#### Page excerpt ####
I have a file (fasta file to be specific) that I would like to index, so that I can quickly locate any substring within the file and then find the location within the original fasta file.
This would be easy to do in many cases, using a Trie or substring array, unfortunately the strings I need to index are 800+ MBs which means that doing them in memory in unacceptable, so I'm looking for a reasonable way to create this index on disk, with minimal memory usage.
(edit for clarification)
I am only interested in the headers of proteins, so for the largest database I'm interested in, this is about 800 MBs of text.
I would like to be able to find an exact substring within O(N) time based on the input string. This must be useable on 32 bit machines as it will be shipped to random people, who are not expected to have 64 bit machines.
I want to be able to index against any word break within a line, to the end of the line (though lines can be several MBs long).
Hopefully this clarifies what is needed and why the current solutions given are not illuminating.
I should also add that this needs to be done from within java, and must be done on client computers on various operating systems, so I can't use any OS Specific solution, and it must be a programatic solution.
In some languages programmers have access to "direct byte arrays" or "memory maps", which are provided by the OS. In java we have java.nio.MappedByteBuffer. This allows one to work with the data as if it were a byte array in memory, when in fact it is on the disk. The size of the file one can work with is only limited by the OS's virtual memory capabilities, and is typically ~<4GB for 32-bit computers. 64-bit? In theory 16 exabytes (17.2 billion GBs), but I think modern CPUs are limited to a 40-bit (1TB) or 48-bit (128TB) address space.
This would let you easily work with the one big file.
The FASTA file format is very sparse. The first thing I would do is generate a compact binary format, and index that - it should be maybe 20-30% the size of your current file, and the process for coding/decoding the data should be fast enough (even with 4GB) that it won't be an issue.
####
* [Task requirements]:
1/ Please copy the FASTA indexing thread word for word, between "In some languages" and "(128TB) address space.", inclusive.
2/ Extend the FASTA indexing thread, picking up right after its final sentence.
#### Provided records ####
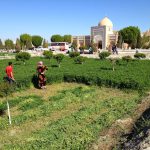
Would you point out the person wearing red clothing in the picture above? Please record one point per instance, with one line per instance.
(9, 72)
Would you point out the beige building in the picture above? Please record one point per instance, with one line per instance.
(82, 40)
(103, 34)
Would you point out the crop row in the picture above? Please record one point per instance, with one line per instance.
(134, 75)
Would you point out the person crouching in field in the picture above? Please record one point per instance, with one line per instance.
(41, 75)
(9, 73)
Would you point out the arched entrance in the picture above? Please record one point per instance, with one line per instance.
(98, 41)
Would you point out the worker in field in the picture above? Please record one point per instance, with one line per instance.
(9, 73)
(41, 69)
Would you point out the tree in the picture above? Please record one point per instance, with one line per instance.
(18, 46)
(45, 44)
(74, 45)
(57, 38)
(48, 54)
(1, 44)
(9, 44)
(37, 40)
(67, 38)
(130, 35)
(28, 45)
(23, 56)
(26, 40)
(145, 42)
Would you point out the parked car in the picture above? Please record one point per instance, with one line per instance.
(40, 48)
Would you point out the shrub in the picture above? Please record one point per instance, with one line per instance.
(48, 54)
(103, 55)
(74, 54)
(79, 60)
(22, 56)
(139, 55)
(127, 58)
(114, 62)
(59, 58)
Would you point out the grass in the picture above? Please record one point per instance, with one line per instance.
(134, 75)
(65, 116)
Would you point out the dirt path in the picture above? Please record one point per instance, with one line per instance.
(110, 137)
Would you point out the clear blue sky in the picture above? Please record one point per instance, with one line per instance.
(47, 17)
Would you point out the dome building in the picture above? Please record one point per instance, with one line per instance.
(103, 34)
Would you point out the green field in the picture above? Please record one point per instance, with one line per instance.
(64, 116)
(70, 115)
(134, 75)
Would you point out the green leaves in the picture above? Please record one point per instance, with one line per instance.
(37, 40)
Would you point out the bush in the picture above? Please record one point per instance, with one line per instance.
(59, 58)
(139, 55)
(79, 60)
(48, 54)
(22, 56)
(127, 58)
(103, 55)
(74, 54)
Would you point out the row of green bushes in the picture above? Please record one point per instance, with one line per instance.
(135, 75)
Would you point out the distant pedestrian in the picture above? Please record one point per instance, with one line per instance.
(114, 49)
(41, 75)
(9, 73)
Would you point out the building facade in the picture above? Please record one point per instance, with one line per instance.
(102, 35)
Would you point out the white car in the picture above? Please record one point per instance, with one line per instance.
(40, 48)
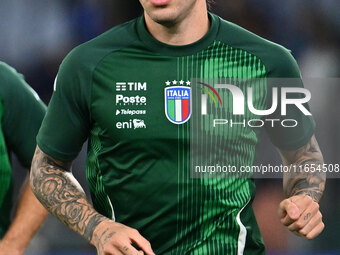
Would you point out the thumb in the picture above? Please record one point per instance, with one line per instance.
(288, 208)
(293, 211)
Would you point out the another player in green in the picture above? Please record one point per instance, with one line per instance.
(21, 114)
(110, 90)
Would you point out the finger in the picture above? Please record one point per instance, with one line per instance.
(290, 211)
(304, 219)
(315, 221)
(302, 202)
(142, 242)
(128, 249)
(110, 250)
(316, 231)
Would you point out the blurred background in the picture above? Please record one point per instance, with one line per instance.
(35, 35)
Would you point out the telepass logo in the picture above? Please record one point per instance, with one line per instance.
(178, 104)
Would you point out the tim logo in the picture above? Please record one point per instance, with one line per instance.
(178, 104)
(131, 124)
(138, 124)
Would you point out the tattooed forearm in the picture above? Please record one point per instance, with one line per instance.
(300, 181)
(54, 185)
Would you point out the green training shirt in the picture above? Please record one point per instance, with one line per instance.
(111, 90)
(21, 114)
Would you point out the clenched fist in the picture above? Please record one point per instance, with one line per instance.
(302, 216)
(112, 238)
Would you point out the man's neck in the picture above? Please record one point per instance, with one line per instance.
(189, 30)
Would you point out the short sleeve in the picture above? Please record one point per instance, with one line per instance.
(297, 128)
(66, 125)
(23, 112)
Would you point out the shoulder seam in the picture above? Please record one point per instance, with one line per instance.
(238, 48)
(95, 67)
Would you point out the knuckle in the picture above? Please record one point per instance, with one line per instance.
(308, 199)
(134, 231)
(322, 226)
(299, 224)
(303, 232)
(309, 237)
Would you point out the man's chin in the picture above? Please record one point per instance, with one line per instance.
(164, 17)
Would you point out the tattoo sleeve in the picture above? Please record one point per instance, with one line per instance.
(300, 180)
(54, 185)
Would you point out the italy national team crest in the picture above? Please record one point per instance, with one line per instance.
(178, 104)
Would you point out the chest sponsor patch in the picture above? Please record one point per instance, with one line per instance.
(178, 104)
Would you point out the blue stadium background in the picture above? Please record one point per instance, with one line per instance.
(35, 35)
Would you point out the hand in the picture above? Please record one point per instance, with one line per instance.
(8, 248)
(302, 216)
(112, 238)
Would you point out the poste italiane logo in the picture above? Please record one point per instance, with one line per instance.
(178, 102)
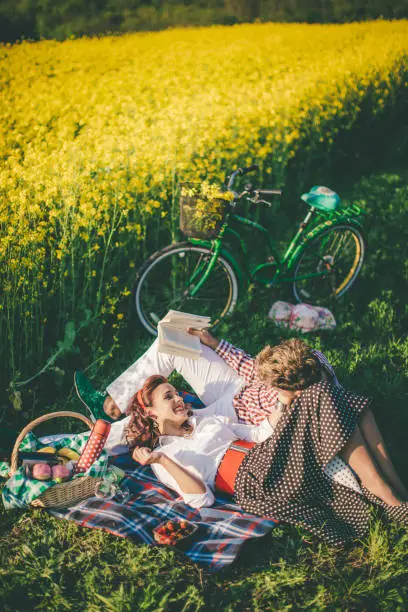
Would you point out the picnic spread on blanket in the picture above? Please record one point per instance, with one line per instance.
(220, 531)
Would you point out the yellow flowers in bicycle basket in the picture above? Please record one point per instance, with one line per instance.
(202, 209)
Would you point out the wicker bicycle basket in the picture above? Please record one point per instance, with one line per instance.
(200, 216)
(64, 494)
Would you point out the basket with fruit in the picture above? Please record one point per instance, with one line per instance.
(175, 533)
(54, 466)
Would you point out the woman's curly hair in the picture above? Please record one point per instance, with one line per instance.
(142, 429)
(290, 366)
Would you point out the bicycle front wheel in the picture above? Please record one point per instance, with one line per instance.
(328, 264)
(167, 281)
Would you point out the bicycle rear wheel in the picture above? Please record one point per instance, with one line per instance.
(328, 264)
(168, 277)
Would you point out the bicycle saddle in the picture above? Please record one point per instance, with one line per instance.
(322, 198)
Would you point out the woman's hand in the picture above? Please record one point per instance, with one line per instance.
(205, 337)
(145, 456)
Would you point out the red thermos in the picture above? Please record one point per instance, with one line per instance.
(94, 446)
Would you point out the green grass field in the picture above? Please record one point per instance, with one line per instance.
(46, 564)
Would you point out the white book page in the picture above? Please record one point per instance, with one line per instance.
(184, 319)
(171, 336)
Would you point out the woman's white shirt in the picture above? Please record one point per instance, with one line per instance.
(201, 451)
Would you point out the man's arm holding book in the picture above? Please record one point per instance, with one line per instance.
(242, 363)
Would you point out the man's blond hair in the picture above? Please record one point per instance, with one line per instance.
(290, 366)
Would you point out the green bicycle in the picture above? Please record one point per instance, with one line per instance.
(203, 276)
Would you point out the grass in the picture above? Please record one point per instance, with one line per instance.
(47, 564)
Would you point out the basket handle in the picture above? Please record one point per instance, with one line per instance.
(42, 419)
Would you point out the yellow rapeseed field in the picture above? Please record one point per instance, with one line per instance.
(96, 132)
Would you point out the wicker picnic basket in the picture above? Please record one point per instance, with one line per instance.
(67, 493)
(200, 216)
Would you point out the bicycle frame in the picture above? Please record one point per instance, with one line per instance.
(282, 264)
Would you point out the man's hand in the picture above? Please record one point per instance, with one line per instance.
(145, 456)
(205, 337)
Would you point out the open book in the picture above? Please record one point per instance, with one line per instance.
(173, 338)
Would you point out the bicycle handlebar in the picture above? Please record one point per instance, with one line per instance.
(241, 172)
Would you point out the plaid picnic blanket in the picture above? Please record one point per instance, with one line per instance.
(223, 528)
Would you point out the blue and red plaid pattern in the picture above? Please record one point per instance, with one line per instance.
(223, 528)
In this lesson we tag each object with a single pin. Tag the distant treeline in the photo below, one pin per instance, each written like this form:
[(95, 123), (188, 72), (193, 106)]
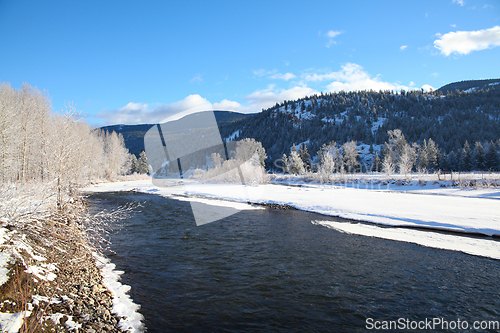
####
* [Activity answers]:
1/
In some languages programmers have access to "direct byte arrays" or "memory maps", which are provided by the OS. In java we have java.nio.MappedByteBuffer. This allows one to work with the data as if it were a byte array in memory, when in fact it is on the disk. The size of the file one can work with is only limited by the OS's virtual memory capabilities, and is typically ~<4GB for 32-bit computers. 64-bit? In theory 16 exabytes (17.2 billion GBs), but I think modern CPUs are limited to a 40-bit (1TB) or 48-bit (128TB) address space.

2/
At that point, your file should fit within memory, even on a 32 bit machine. Let the OS page it, or make a ramdisk if you want to be certain it's all in memory.
Keep in mind that memory is only around $30 a GB (and getting cheaper) so if you have a 64 bit OS then you can even deal with the complete file in memory without encoding it into a more compact format.
Good luck!
-Adam
I talked to a few co-workers and they just use VIM/Grep to search when they need to. Most of the time I wouldn't expect someone to search for a substring like this though.
But I don't see why MS Desktop search or spotlight or google's equivalent can't help you here.
My recommendation is splitting the file up --by gene or species, hopefully the input sequences aren't interleaved.
I don't imagine that the original poster still has this problem, but anyone needing FASTA file indexing and subsequence extraction should check out fastahack: http://github.com/ekg/fastahack
It uses an index file to count newlines and sequence start offsets. Once the index is generated you can rapidly extract subsequences; the extraction is driven by fseek64.
It will work very, very well in the case that your sequences are as long as the poster's. However, if you have many thousands or millions of sequences in your FASTA file (as is the case with the outputs from short-read sequencing or some de novo assemblies) you will want to use another solution, such as a disk-backed key-value store.